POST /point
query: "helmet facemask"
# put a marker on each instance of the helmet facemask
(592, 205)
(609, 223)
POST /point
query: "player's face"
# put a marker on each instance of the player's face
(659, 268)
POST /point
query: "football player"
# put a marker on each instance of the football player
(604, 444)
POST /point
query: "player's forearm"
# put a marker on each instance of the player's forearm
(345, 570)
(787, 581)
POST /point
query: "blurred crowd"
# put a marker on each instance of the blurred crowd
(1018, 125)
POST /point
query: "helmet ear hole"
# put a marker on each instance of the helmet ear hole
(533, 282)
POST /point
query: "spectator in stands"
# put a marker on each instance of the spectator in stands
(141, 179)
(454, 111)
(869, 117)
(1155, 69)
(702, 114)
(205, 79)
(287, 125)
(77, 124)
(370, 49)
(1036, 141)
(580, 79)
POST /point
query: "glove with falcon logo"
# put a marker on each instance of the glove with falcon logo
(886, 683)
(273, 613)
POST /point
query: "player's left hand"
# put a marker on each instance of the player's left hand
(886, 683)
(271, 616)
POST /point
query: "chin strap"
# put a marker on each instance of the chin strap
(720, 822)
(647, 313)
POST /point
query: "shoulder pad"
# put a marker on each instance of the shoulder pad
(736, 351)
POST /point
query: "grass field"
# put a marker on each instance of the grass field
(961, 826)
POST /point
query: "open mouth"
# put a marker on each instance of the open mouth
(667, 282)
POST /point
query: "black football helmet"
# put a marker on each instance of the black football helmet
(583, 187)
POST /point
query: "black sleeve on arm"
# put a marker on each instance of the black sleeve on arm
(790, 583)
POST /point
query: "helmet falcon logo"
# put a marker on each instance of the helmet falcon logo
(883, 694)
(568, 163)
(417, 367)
******************************
> **Exercise goal**
Each line of the listing is to be repeated exactly.

> **Worked solution**
POST /point
query: "helmet facemask"
# put a marker on each instance of the helmet facemask
(592, 205)
(609, 223)
POST /point
query: "player's face"
# put a marker on each instance of the player's face
(659, 268)
POST /point
query: "football player"
# put a marker on each instance of the football player
(604, 444)
POST /point
query: "player's forearm"
# put a marker on each instance of the player's forearm
(345, 570)
(787, 581)
POST /point
query: "blurred crowd"
# put a marker on each instance of the blurred crowd
(1018, 125)
POST /point
query: "helmet ear hole"
# put a marker on each instance of the helmet ear hole
(533, 282)
POST /point
query: "spectator in stands"
# put a marker on each instance of the spectator in stands
(141, 179)
(454, 111)
(869, 117)
(1155, 69)
(702, 114)
(205, 79)
(287, 125)
(77, 124)
(370, 49)
(1036, 141)
(580, 79)
POST /point
query: "glove with falcon logo"
# put a marker on each instance of the glove with falcon logo
(886, 683)
(273, 613)
POST /point
query: "player's left hand"
# put a marker on each instance of the player's left hand
(886, 683)
(271, 616)
POST /point
query: "chin strap"
# put a marker on each instance of the chin strap
(720, 822)
(647, 313)
POST /point
query: "shoulder pad"
# put a marker on each instance of the shoulder pad
(736, 351)
POST /point
query: "grass field"
# put a marker on each instance of the grass field
(961, 826)
POST /point
query: "open mouth"
# put a marker on each instance of the open mouth
(667, 282)
POST /point
query: "black football helmet"
# put a marker on each instance of the black football helmet
(583, 187)
POST /point
query: "black sleeve on arm"
# put a marker on each instance of the black sleeve on arm
(790, 583)
POST /point
query: "helmet falcon logo"
# put a marker on each instance of the helmet falcon logo
(883, 694)
(568, 163)
(417, 367)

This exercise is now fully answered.